-- Records supplied --
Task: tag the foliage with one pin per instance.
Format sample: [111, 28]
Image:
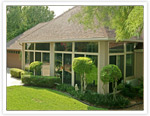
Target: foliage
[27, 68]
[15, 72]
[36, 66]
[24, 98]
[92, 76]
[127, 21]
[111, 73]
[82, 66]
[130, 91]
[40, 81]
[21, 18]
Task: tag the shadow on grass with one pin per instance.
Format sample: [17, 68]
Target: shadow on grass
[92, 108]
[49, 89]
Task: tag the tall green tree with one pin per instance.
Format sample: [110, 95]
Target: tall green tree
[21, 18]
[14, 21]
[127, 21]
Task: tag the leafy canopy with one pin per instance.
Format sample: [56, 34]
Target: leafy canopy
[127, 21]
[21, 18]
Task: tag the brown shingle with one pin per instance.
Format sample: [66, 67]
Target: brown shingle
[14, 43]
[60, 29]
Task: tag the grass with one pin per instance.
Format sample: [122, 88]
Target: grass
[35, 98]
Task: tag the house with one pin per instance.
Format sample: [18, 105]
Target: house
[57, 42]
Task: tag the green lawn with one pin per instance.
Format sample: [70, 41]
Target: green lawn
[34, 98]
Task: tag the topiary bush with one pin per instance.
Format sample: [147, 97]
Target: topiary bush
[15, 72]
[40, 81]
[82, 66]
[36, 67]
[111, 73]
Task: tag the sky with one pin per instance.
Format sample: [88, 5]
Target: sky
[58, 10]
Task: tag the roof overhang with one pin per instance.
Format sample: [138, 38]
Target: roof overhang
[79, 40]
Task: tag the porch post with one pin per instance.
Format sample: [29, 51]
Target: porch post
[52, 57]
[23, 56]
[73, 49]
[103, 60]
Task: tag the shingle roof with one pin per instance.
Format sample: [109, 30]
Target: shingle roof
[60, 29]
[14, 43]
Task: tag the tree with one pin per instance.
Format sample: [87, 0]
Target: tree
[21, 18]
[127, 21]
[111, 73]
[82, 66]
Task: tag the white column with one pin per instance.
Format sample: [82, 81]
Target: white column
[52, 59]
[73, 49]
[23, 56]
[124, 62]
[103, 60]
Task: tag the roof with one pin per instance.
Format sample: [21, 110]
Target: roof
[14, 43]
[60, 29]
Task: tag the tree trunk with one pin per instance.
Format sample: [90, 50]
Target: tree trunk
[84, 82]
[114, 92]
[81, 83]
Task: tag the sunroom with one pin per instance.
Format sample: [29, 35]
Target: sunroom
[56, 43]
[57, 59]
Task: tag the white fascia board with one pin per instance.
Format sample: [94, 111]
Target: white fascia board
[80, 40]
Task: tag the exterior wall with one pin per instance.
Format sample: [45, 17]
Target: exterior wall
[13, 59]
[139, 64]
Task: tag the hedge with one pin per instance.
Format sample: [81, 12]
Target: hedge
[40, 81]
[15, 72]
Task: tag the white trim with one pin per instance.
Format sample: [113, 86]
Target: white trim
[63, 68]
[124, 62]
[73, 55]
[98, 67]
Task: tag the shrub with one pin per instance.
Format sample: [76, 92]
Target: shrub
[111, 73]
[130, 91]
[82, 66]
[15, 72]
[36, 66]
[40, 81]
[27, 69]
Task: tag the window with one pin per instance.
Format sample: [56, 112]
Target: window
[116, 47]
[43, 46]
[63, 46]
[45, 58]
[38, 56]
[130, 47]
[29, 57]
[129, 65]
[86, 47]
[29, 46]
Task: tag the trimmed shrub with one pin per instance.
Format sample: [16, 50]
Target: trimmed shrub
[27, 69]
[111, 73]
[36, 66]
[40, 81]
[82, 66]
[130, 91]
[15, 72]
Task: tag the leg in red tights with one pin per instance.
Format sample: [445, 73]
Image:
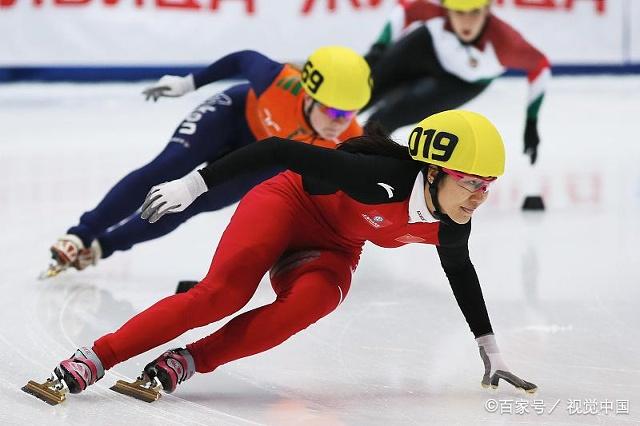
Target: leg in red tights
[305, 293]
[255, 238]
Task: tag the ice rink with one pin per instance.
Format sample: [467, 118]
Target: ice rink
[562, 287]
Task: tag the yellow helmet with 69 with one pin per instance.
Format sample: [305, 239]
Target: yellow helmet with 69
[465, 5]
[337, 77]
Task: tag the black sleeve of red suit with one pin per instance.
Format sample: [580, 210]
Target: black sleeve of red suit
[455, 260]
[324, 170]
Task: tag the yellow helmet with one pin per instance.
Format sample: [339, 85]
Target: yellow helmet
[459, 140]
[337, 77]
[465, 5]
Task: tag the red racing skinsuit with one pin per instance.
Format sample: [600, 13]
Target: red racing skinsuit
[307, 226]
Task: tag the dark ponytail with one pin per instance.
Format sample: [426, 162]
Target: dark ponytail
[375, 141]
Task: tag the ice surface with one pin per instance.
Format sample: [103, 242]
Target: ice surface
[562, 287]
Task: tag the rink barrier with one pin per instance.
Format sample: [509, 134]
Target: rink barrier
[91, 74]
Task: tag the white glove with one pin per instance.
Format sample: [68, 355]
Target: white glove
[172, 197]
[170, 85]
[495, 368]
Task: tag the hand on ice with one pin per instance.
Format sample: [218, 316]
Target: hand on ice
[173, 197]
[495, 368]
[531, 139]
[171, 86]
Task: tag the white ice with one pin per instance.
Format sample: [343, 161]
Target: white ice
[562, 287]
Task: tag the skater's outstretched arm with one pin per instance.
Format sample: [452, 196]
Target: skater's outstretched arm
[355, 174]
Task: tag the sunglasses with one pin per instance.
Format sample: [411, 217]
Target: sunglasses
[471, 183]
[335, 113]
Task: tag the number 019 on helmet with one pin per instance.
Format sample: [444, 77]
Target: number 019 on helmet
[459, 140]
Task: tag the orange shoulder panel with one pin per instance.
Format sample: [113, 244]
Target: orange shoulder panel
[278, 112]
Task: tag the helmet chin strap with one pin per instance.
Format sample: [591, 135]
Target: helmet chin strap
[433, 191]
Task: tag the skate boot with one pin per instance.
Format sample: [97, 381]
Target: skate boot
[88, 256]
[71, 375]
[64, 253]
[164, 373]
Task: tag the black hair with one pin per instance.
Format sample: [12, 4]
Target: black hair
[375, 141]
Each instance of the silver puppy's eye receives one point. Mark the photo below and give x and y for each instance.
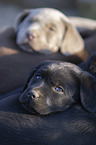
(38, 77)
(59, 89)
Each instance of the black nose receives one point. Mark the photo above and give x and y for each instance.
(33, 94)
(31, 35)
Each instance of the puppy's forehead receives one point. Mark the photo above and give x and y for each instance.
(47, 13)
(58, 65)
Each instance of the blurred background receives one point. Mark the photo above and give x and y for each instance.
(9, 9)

-- Task requirements --
Quote the records in their entirety, keeping the wording exact and excluding pictures.

-- Final answer --
Task: tag the foliage with one pin per instance.
Format sample: [111, 28]
Image:
Target: foliage
[27, 68]
[15, 72]
[36, 66]
[24, 98]
[92, 76]
[127, 21]
[111, 73]
[82, 66]
[130, 91]
[40, 81]
[21, 18]
Task: tag the shadow on grass with one pin per instance.
Format sample: [17, 68]
Target: shadow on grass
[92, 108]
[49, 89]
Task: tag the tall green tree with one pin per instance.
Format sample: [110, 95]
Target: tall green tree
[21, 18]
[14, 21]
[127, 21]
Task: tag the leafy canopy with one pin per instance.
Format sample: [56, 34]
Target: leafy canopy
[127, 21]
[21, 18]
Task: tag the brown shingle with one pin per instance.
Format sample: [66, 67]
Target: brown shingle
[14, 43]
[60, 29]
Task: tag the grass with one pin per instance.
Format sample: [122, 88]
Target: grass
[35, 98]
Task: tag the house with one pin per instance.
Format sample: [18, 105]
Target: house
[57, 42]
Task: tag the green lawn with one pin per instance.
Format sample: [70, 41]
Target: green lawn
[34, 98]
Task: tag the topiary bush with one pin per instance.
Format sample: [147, 97]
Target: topiary bush
[15, 72]
[40, 81]
[82, 66]
[36, 67]
[111, 73]
Task: tag the sky with one pin per instance.
Format sample: [88, 5]
Target: sky
[58, 10]
Task: tag the roof overhang with one pin per instance.
Format sample: [138, 38]
Target: roof overhang
[79, 40]
Task: tag the porch post with one pin per instance.
Format sample: [29, 51]
Target: porch post
[52, 57]
[23, 56]
[73, 49]
[103, 60]
Task: tag the shingle roof with one pin per instance.
Format sample: [109, 30]
Target: shingle roof
[60, 29]
[14, 43]
Task: tag the tree with one pin per instance.
Format sample: [87, 0]
Target: tree
[21, 18]
[127, 21]
[111, 73]
[82, 66]
Task: tag the white column with one pin per instance.
Format sample: [82, 81]
Target: white column
[52, 59]
[73, 49]
[23, 56]
[124, 62]
[103, 60]
Task: tag the roof with one pin per instance.
Format sample: [21, 110]
Target: roof
[14, 43]
[60, 29]
Task: tag the tree trunk with one pin per instance.
Format sample: [90, 50]
Target: tree trunk
[84, 82]
[114, 92]
[81, 83]
Task: tag the sunroom with one pin per instance.
Format sample: [29, 35]
Target: sunroom
[56, 43]
[57, 59]
Task: tag the white fascia board with one pin per instance.
Format sample: [94, 111]
Target: white fascia board
[80, 40]
Task: tag the exterior wall with one pin per instance.
Format sample: [45, 17]
Target: exterior wall
[13, 59]
[139, 64]
Task: tag the hedge with one pin per instance.
Format sample: [81, 12]
Target: hedge
[40, 81]
[15, 72]
Task: tag the white trim with one pin per instance.
Format sample: [113, 86]
Target: white trim
[63, 68]
[124, 62]
[73, 55]
[98, 67]
Task: tag the shrub with one pin per instance.
Format sample: [76, 92]
Target: shrub
[111, 73]
[130, 91]
[82, 66]
[15, 72]
[36, 66]
[40, 81]
[27, 69]
Task: tag the window with one pin per instance.
Format sample: [56, 112]
Target: window
[116, 47]
[43, 46]
[63, 46]
[45, 58]
[38, 56]
[130, 47]
[29, 57]
[129, 65]
[86, 47]
[29, 46]
Task: tag the trimmed shrub with one pin per instance.
Format sample: [16, 50]
Target: trimmed shrub
[27, 69]
[111, 73]
[36, 66]
[40, 81]
[82, 66]
[130, 91]
[15, 72]
Task: tag the leg in red tights with one pin per instance.
Format sample: [445, 73]
Image:
Target: leg in red tights
[305, 293]
[255, 238]
Task: tag the ice rink with one pin per instance.
Format sample: [467, 118]
Target: ice rink
[562, 287]
Task: tag the yellow helmet with 69 with one pin per instance.
Format sample: [305, 239]
Target: yellow helmet with 69
[465, 5]
[337, 77]
Task: tag the black sleeve of red suit with one pin per instance.
Format sample: [580, 210]
Target: black sleeve of red suit
[455, 260]
[324, 170]
Task: tag the yellow helmet with one pin per instance.
Format sample: [339, 85]
Target: yellow helmet
[459, 140]
[337, 77]
[465, 5]
Task: tag the red racing skinsuit with one pin per instance.
Format sample: [600, 13]
Target: red racing skinsuit
[307, 226]
Task: tag the dark ponytail with one pin per instance.
Format sample: [426, 162]
Target: dark ponytail
[375, 141]
Task: tag the ice surface with one pin per instance.
Format sample: [103, 242]
Target: ice surface
[562, 287]
Task: tag the rink barrier with one pin per instance.
Format sample: [509, 134]
Target: rink barrier
[91, 74]
Task: tag the white glove with one pin per instance.
Format sample: [68, 355]
Target: white glove
[172, 197]
[170, 85]
[495, 368]
Task: tag the hand on ice with one pin per instance.
Format sample: [218, 316]
Target: hand on ice
[173, 197]
[495, 368]
[531, 139]
[171, 86]
Task: tag the white ice with one pin per instance.
Format sample: [343, 161]
Target: white ice
[562, 287]
Task: tag the skater's outstretched arm with one pin per instance.
Format sample: [452, 196]
Target: skater's outstretched arm
[355, 174]
Task: tag the sunglasses with one pin per instance.
Format sample: [411, 217]
Target: sunglasses
[471, 183]
[335, 113]
Task: tag the number 019 on helmet with one pin per instance.
Format sample: [444, 77]
Target: number 019 on helmet
[459, 140]
Task: tag the orange shoulder panel with one pin per instance.
Format sample: [113, 244]
Target: orange shoulder panel
[278, 112]
Task: tag the helmet chin strap with one pin per instance.
Format sample: [591, 135]
Target: helmet chin strap
[433, 191]
Task: tag the skate boot with one pin per instance.
Format sample: [97, 381]
Target: skate boot
[88, 256]
[71, 375]
[64, 253]
[164, 373]
Task: tag the black hair with one pin per instance.
Format sample: [12, 4]
Target: black hair
[375, 141]
Each instance of the silver puppy's eye receives one point. Mark the photo below and give x and y for each instance.
(38, 77)
(59, 89)
Each instance of the black nose receives one point. Mark the photo above and give x and y for each instance.
(33, 94)
(31, 35)
Each instance of the puppy's forehead receives one point. Mark the photo above and give x and y for each instance.
(47, 13)
(58, 65)
Each instance of the blurred background receives one point. Mark the photo above and give x and y for each instance.
(9, 9)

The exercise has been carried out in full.